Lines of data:
──────────────────────────────
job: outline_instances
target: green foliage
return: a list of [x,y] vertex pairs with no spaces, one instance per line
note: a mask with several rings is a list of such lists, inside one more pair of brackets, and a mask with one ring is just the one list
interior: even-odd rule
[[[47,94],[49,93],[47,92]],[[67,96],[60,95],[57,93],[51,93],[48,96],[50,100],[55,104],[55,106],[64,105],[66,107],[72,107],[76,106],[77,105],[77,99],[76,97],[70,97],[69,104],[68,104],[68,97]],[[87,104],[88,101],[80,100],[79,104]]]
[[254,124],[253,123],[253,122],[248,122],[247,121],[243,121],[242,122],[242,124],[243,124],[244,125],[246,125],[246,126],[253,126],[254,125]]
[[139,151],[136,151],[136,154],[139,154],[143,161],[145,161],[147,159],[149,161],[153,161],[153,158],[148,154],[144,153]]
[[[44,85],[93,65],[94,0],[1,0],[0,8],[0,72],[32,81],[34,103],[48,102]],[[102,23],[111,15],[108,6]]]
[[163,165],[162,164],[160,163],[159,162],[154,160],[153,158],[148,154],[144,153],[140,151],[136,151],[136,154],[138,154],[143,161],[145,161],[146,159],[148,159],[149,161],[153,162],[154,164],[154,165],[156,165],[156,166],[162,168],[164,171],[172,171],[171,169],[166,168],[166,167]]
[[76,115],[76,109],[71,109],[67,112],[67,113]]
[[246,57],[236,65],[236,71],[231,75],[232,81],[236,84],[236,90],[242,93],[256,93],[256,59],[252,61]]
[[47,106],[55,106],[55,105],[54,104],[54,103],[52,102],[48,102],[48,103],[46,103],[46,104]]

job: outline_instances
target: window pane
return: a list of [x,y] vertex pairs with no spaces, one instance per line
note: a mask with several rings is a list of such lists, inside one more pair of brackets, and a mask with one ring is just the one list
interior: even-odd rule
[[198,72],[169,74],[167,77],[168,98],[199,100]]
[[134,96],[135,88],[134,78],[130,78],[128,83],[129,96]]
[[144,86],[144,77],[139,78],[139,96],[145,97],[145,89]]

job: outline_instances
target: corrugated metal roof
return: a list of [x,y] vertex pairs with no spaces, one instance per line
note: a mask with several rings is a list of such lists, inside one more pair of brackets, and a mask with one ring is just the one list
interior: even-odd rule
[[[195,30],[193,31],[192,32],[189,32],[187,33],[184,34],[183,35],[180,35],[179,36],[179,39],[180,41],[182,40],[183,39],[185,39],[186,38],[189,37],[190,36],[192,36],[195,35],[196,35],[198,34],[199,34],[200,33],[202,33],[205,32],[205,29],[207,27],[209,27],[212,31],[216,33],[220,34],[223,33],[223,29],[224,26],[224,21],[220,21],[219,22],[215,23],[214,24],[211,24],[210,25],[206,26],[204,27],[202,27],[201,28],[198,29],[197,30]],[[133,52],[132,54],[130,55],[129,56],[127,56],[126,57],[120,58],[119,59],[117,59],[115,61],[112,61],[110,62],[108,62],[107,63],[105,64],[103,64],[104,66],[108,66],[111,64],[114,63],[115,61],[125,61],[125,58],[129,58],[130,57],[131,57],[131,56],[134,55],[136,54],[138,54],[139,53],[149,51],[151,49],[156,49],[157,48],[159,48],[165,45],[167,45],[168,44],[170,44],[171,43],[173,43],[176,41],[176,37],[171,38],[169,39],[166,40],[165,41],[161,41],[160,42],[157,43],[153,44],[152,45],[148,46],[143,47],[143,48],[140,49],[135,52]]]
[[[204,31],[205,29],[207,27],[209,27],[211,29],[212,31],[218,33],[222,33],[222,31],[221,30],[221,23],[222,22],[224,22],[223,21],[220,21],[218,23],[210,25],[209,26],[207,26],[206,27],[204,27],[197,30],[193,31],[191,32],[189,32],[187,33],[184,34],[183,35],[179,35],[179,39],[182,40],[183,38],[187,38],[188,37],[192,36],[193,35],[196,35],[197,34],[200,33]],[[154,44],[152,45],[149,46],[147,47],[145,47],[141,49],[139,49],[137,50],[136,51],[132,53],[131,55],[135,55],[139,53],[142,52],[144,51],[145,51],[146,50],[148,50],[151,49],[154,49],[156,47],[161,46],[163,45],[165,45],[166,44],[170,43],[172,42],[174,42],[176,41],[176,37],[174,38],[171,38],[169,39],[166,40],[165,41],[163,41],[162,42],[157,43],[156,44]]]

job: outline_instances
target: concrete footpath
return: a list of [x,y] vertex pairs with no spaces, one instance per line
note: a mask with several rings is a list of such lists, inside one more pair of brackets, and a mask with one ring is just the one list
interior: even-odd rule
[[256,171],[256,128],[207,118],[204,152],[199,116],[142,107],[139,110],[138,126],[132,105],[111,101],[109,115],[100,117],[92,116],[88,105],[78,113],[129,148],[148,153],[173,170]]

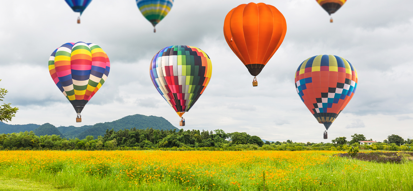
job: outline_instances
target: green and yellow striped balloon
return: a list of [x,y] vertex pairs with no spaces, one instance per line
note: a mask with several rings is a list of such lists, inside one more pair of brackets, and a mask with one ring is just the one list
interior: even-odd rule
[[[166,16],[173,5],[173,0],[136,0],[139,11],[154,28]],[[156,30],[154,28],[154,33]]]

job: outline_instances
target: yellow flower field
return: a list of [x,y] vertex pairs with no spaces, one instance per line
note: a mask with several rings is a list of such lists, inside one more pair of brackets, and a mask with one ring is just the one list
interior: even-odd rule
[[74,190],[413,190],[411,162],[337,152],[1,151],[0,174]]

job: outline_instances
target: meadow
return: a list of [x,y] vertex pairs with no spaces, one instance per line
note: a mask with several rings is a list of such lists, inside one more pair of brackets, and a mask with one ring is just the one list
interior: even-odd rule
[[342,153],[5,151],[0,176],[57,190],[413,190],[412,161],[333,156]]

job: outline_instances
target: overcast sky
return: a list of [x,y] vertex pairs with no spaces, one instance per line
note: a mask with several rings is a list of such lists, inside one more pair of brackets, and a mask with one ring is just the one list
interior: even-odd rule
[[[134,0],[94,0],[81,23],[63,0],[3,1],[0,7],[0,87],[4,100],[20,108],[9,124],[50,123],[79,126],[136,114],[162,116],[179,128],[179,116],[149,75],[151,59],[168,46],[198,47],[211,58],[208,86],[184,115],[184,130],[222,129],[262,139],[297,142],[348,140],[354,133],[382,141],[392,134],[412,139],[413,1],[348,0],[330,16],[314,0],[263,0],[285,17],[279,49],[257,76],[259,86],[228,46],[225,16],[249,1],[176,0],[154,33]],[[259,2],[255,2],[258,3]],[[66,42],[100,46],[111,61],[107,80],[76,123],[73,107],[55,85],[47,62]],[[320,54],[344,58],[356,68],[352,99],[325,129],[301,101],[294,74],[304,61]]]

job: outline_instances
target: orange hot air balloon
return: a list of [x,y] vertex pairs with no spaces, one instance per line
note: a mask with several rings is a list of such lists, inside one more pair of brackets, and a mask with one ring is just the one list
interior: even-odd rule
[[[282,14],[263,3],[240,5],[228,13],[224,21],[227,43],[254,77],[278,49],[286,32]],[[256,86],[254,78],[253,85]]]

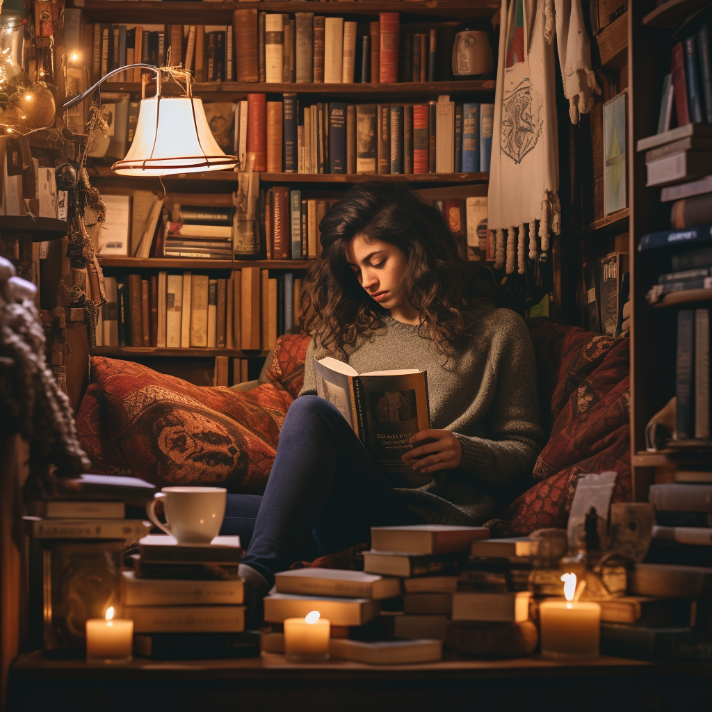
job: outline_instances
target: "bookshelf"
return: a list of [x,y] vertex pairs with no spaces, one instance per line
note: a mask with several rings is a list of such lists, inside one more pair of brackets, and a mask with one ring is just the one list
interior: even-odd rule
[[[256,10],[268,14],[285,14],[293,18],[298,12],[312,12],[327,18],[336,16],[345,21],[358,24],[357,41],[360,36],[369,32],[369,23],[379,19],[382,12],[396,12],[399,14],[401,36],[406,32],[427,33],[429,28],[438,28],[438,48],[436,69],[437,81],[402,81],[395,83],[377,82],[361,83],[360,67],[357,68],[353,83],[323,83],[319,82],[246,82],[236,80],[199,81],[192,85],[192,92],[204,102],[235,103],[244,100],[250,94],[264,94],[267,101],[281,101],[282,95],[295,93],[300,107],[318,103],[344,102],[348,104],[392,104],[424,103],[437,100],[442,95],[450,95],[451,101],[491,103],[494,98],[496,82],[494,79],[475,79],[453,78],[450,66],[450,54],[455,28],[459,23],[470,21],[491,20],[500,9],[499,0],[428,0],[426,2],[404,3],[400,0],[366,0],[357,3],[319,3],[305,4],[285,1],[263,2],[174,2],[174,1],[100,1],[100,0],[73,0],[68,2],[68,7],[81,9],[87,23],[105,23],[116,25],[132,24],[165,25],[167,22],[189,26],[206,23],[214,25],[231,26],[234,13],[236,10]],[[207,14],[209,14],[208,19]],[[404,28],[404,26],[408,28]],[[166,29],[168,29],[167,26]],[[184,52],[185,51],[184,39]],[[168,39],[167,38],[167,46]],[[402,58],[399,58],[399,61]],[[175,58],[172,61],[174,63]],[[495,63],[496,57],[495,56]],[[91,63],[91,60],[89,60]],[[401,68],[399,78],[403,78]],[[236,76],[236,74],[233,76]],[[406,78],[409,77],[409,74]],[[95,80],[96,78],[94,78]],[[177,89],[168,82],[162,87],[167,95],[172,90]],[[103,92],[120,93],[140,98],[145,90],[150,94],[150,86],[145,89],[136,81],[113,81],[103,85]],[[314,120],[313,119],[312,120]],[[109,192],[119,189],[120,192],[127,188],[145,189],[155,192],[179,194],[187,201],[187,196],[194,197],[192,204],[201,204],[202,197],[210,196],[217,202],[210,204],[223,205],[221,197],[226,199],[224,205],[230,204],[230,194],[238,188],[240,174],[234,172],[214,172],[204,174],[182,174],[164,177],[161,181],[156,178],[126,179],[116,175],[110,170],[108,162],[93,162],[88,167],[93,184],[100,192]],[[328,170],[328,166],[325,166]],[[412,184],[419,192],[422,190],[427,199],[439,199],[441,197],[456,196],[456,199],[466,195],[486,194],[489,174],[480,172],[454,173],[419,173],[419,174],[362,174],[359,173],[294,173],[273,171],[259,172],[261,191],[268,191],[273,187],[286,186],[289,191],[300,191],[302,199],[333,200],[343,194],[352,184],[366,181],[378,181],[384,183],[407,182]],[[438,191],[442,190],[441,195]],[[471,192],[468,192],[471,191]],[[464,200],[462,202],[464,210]],[[289,219],[288,209],[288,219]],[[152,254],[153,253],[152,252]],[[256,268],[267,271],[269,278],[282,279],[282,276],[292,273],[294,279],[301,278],[313,263],[313,260],[278,260],[266,258],[264,246],[255,258],[248,259],[192,259],[169,257],[148,257],[139,258],[130,256],[105,255],[99,256],[105,275],[121,279],[129,274],[140,274],[142,280],[150,280],[159,271],[168,274],[180,271],[192,271],[194,274],[207,273],[211,279],[224,279],[233,274],[234,271]],[[263,318],[264,312],[261,315]],[[250,375],[261,365],[261,360],[268,352],[261,350],[241,350],[236,343],[234,349],[209,349],[181,347],[167,349],[157,347],[115,347],[98,346],[93,351],[95,355],[109,356],[155,364],[164,357],[167,361],[183,359],[208,360],[219,356],[231,358],[247,359],[249,361]],[[244,344],[242,345],[244,345]],[[154,367],[152,366],[152,367]],[[163,362],[158,370],[164,367]],[[177,373],[176,374],[177,375]],[[201,382],[204,382],[204,379]]]
[[[659,187],[646,187],[645,152],[637,152],[642,138],[656,132],[662,79],[670,70],[671,50],[680,37],[673,31],[703,6],[692,0],[669,0],[650,12],[629,4],[628,63],[630,102],[628,129],[629,194],[630,197],[631,300],[631,440],[634,495],[647,498],[647,488],[664,471],[686,466],[708,466],[708,444],[691,451],[669,449],[645,451],[644,427],[650,418],[675,394],[676,320],[681,308],[712,307],[712,289],[690,290],[666,295],[651,305],[645,295],[659,275],[673,271],[674,255],[684,246],[639,251],[642,235],[669,226],[671,203],[660,201]],[[699,244],[696,247],[706,246]]]

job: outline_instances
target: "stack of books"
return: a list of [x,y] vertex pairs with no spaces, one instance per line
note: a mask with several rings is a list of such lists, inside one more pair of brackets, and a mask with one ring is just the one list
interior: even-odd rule
[[257,267],[229,274],[214,279],[160,271],[150,279],[105,278],[97,345],[273,349],[301,318],[301,279],[292,272],[271,277]]
[[41,562],[30,575],[43,596],[48,655],[83,656],[86,619],[118,609],[126,540],[150,530],[145,506],[155,491],[136,477],[85,474],[58,478],[51,499],[28,503],[22,523],[31,558]]
[[259,655],[259,634],[245,631],[240,538],[179,545],[150,535],[122,572],[122,617],[134,622],[134,651],[164,659]]

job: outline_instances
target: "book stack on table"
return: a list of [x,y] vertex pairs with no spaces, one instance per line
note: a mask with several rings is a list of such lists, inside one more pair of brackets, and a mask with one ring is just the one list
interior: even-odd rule
[[251,657],[259,633],[245,630],[240,538],[179,545],[150,535],[124,571],[122,616],[134,622],[134,652],[161,659]]
[[86,620],[118,608],[126,540],[150,530],[145,506],[155,491],[137,477],[85,474],[58,478],[51,498],[28,503],[22,524],[31,559],[41,561],[30,576],[37,590],[41,580],[46,654],[83,655]]

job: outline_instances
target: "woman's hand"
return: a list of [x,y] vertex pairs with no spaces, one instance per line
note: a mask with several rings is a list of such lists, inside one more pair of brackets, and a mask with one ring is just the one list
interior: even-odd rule
[[[424,441],[424,444],[418,444]],[[451,470],[462,462],[462,444],[449,430],[421,430],[409,442],[413,449],[402,459],[412,464],[414,470],[425,473]]]

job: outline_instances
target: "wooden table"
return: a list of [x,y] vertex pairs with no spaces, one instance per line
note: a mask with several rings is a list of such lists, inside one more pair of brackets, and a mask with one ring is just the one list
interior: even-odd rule
[[[11,669],[9,709],[676,712],[709,709],[710,699],[712,665],[622,658],[567,664],[535,656],[375,666],[343,660],[300,665],[263,653],[236,660],[137,658],[105,667],[48,660],[37,651],[20,656]],[[689,706],[696,702],[702,706]]]

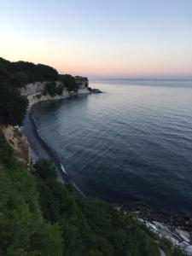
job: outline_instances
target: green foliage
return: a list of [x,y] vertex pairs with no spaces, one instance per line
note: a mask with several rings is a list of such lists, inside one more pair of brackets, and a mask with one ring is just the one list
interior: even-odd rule
[[47,83],[45,84],[44,95],[50,95],[52,97],[55,95],[61,95],[64,89],[64,85],[56,85],[55,82]]
[[0,254],[61,256],[61,232],[42,218],[38,193],[26,166],[0,133]]
[[57,181],[45,160],[32,176],[0,133],[0,253],[4,256],[182,256],[131,214]]
[[51,67],[26,61],[10,62],[0,58],[0,80],[15,87],[37,81],[55,81],[57,78],[57,71]]
[[37,188],[44,218],[58,223],[63,231],[66,256],[159,255],[149,232],[130,214],[103,201],[84,198],[55,178],[40,177]]
[[69,74],[59,75],[58,79],[61,82],[62,82],[67,90],[78,90],[78,84],[75,82],[75,79],[73,76]]
[[55,165],[53,162],[48,160],[41,160],[34,166],[35,172],[34,175],[42,178],[52,178],[57,177]]
[[0,81],[0,125],[20,125],[28,101],[9,83]]

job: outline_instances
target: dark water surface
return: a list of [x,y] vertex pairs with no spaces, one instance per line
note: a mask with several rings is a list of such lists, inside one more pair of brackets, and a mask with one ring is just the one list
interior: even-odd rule
[[192,82],[103,80],[35,108],[44,140],[87,195],[192,212]]

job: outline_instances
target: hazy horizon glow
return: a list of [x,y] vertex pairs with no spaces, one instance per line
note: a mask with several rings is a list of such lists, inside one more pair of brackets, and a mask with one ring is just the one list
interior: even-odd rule
[[0,56],[86,76],[192,78],[191,0],[0,0]]

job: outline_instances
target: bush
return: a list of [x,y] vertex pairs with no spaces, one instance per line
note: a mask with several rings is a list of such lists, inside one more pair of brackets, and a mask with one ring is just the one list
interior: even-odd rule
[[0,82],[0,125],[20,125],[28,100],[9,84]]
──────────────────────────────
● **AIM OF THE TASK**: Rescale the stretch of material from its first line through the line containing "[[144,86],[144,77],[139,78],[139,96],[145,97],[145,89]]", both ends included, and reproduce that whole stretch. Multiply every x,y coordinate in the vertex lists by 0.6 and round to whole numbers, with halves going up. Leave all other text unchanged.

● **WRITTEN SOLUTION**:
job: outline_instances
target: green foliage
return: a list of [x,y] vertex pairs with no spaces, one instance per line
note: a mask with several rings is a list of such lists, inside one more pair of brackets, and a mask with one ring is just the one list
interior: even-odd rule
[[[28,56],[29,56],[28,55]],[[40,58],[36,57],[34,56],[31,56],[29,58],[30,60],[33,62],[33,64],[38,63],[40,64],[43,64],[46,64],[46,63],[46,59],[46,58],[42,58],[41,62],[41,62],[41,58]],[[52,62],[53,61],[48,60],[47,62]]]
[[152,74],[152,74],[152,73],[149,73],[148,73],[146,73],[145,73],[145,74],[146,74],[146,75],[148,75],[148,76],[152,76],[152,75]]
[[83,91],[82,91],[82,92],[83,92],[86,97],[87,97],[88,95],[89,97],[92,97],[92,95],[89,92],[86,92]]
[[[26,51],[56,39],[56,0],[1,0],[0,5],[0,43],[19,49],[20,62],[29,61]],[[61,14],[67,9],[65,4]]]
[[98,99],[97,98],[96,98],[95,97],[92,96],[92,95],[89,92],[86,92],[84,91],[82,91],[82,92],[83,92],[86,97],[87,97],[88,95],[89,95],[89,97],[92,97],[92,98],[92,99],[94,99],[94,100],[97,101],[98,103],[103,103],[103,101],[100,101],[100,100]]
[[46,69],[46,65],[43,65],[40,67],[40,68]]
[[148,34],[142,39],[142,43],[139,45],[139,49],[142,50],[142,54],[145,56],[154,56],[154,35],[151,37]]
[[28,64],[33,64],[33,63],[32,62],[32,62],[31,61],[29,61],[29,62],[28,62],[28,62]]

job: outline_instances
target: window pane
return: a list of [x,y] vertex pairs with no spaces, one instance per line
note: a mask with several rings is a list of such lists, inside one more pair of brackets, and a mask with one ring is just the one list
interior: even-odd rule
[[119,43],[101,44],[100,46],[101,59],[119,60]]
[[80,58],[81,53],[80,47],[78,47],[77,50],[77,58]]
[[86,52],[86,46],[83,47],[83,58],[87,58],[87,53]]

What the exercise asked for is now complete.